Can you write out the lines from the one containing "Object labeling task. The following" through the end of the stored items, switching "red maple leaf" to "oak leaf" and keeping everything else the same? Omit the picture from your answer.

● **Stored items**
--

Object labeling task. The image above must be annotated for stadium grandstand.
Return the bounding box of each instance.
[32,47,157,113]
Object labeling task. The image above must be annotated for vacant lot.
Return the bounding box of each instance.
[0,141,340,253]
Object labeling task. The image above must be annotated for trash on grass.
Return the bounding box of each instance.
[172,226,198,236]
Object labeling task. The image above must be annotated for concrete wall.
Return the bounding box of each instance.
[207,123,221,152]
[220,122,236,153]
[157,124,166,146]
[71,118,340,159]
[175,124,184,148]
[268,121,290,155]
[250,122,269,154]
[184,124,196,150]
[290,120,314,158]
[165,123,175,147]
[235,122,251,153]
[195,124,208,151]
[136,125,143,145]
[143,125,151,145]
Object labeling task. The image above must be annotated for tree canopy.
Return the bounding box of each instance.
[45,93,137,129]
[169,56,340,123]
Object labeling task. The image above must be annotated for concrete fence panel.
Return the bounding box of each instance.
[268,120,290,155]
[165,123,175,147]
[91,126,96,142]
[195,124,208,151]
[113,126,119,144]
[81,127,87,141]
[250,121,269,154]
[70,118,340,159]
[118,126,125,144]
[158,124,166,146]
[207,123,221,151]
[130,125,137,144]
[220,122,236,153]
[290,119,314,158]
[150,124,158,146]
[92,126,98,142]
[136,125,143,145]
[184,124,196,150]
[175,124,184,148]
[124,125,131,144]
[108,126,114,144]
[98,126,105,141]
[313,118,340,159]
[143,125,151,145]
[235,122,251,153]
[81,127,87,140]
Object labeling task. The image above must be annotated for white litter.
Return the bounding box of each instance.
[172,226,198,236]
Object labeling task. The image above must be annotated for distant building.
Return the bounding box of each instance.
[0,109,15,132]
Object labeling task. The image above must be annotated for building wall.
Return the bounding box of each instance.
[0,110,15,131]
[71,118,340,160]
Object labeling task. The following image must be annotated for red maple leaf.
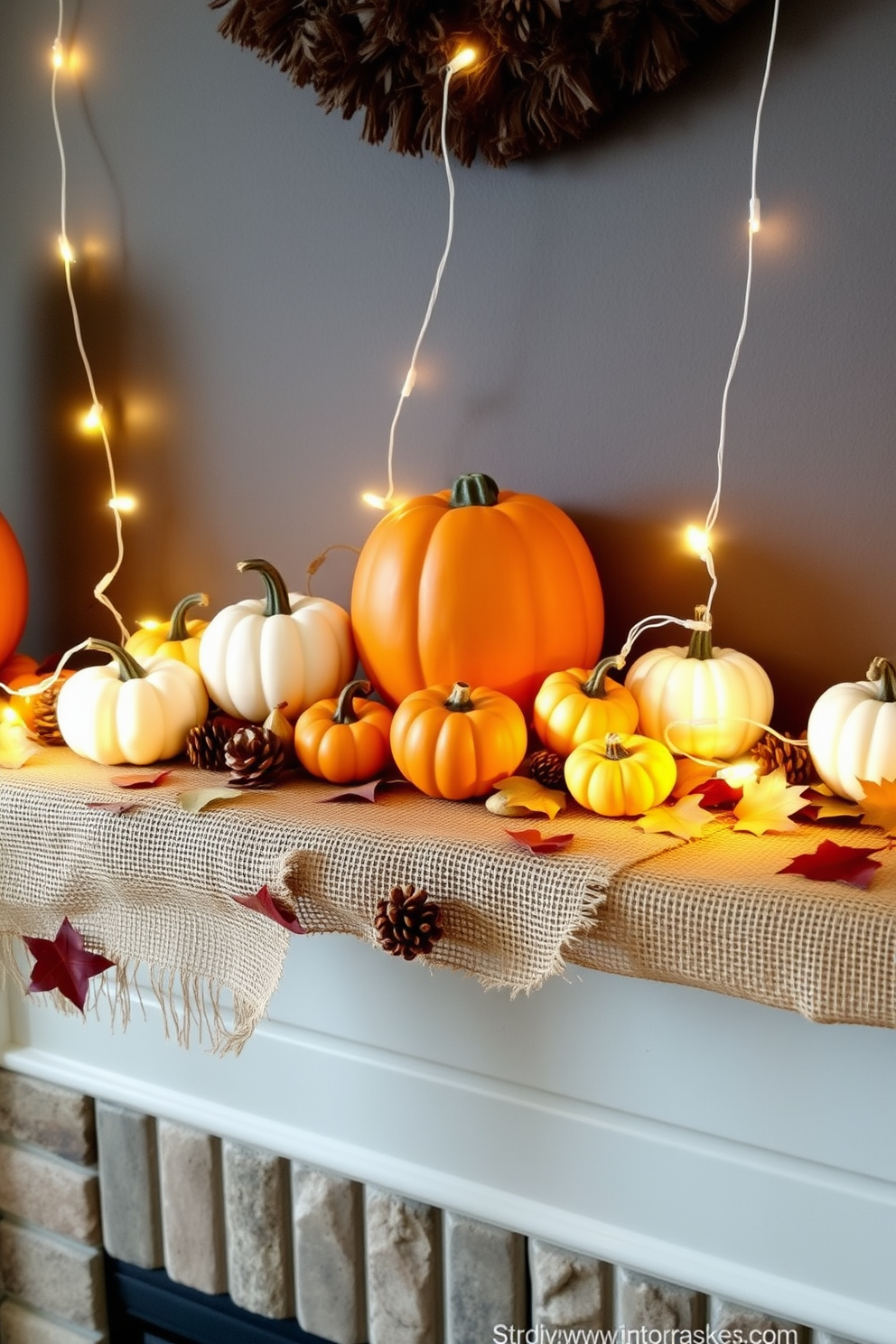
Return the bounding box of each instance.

--

● **CORRECT OUTPUT**
Object labeling task. The following image must be annotated for oak leaf.
Return the bounding box of each instance.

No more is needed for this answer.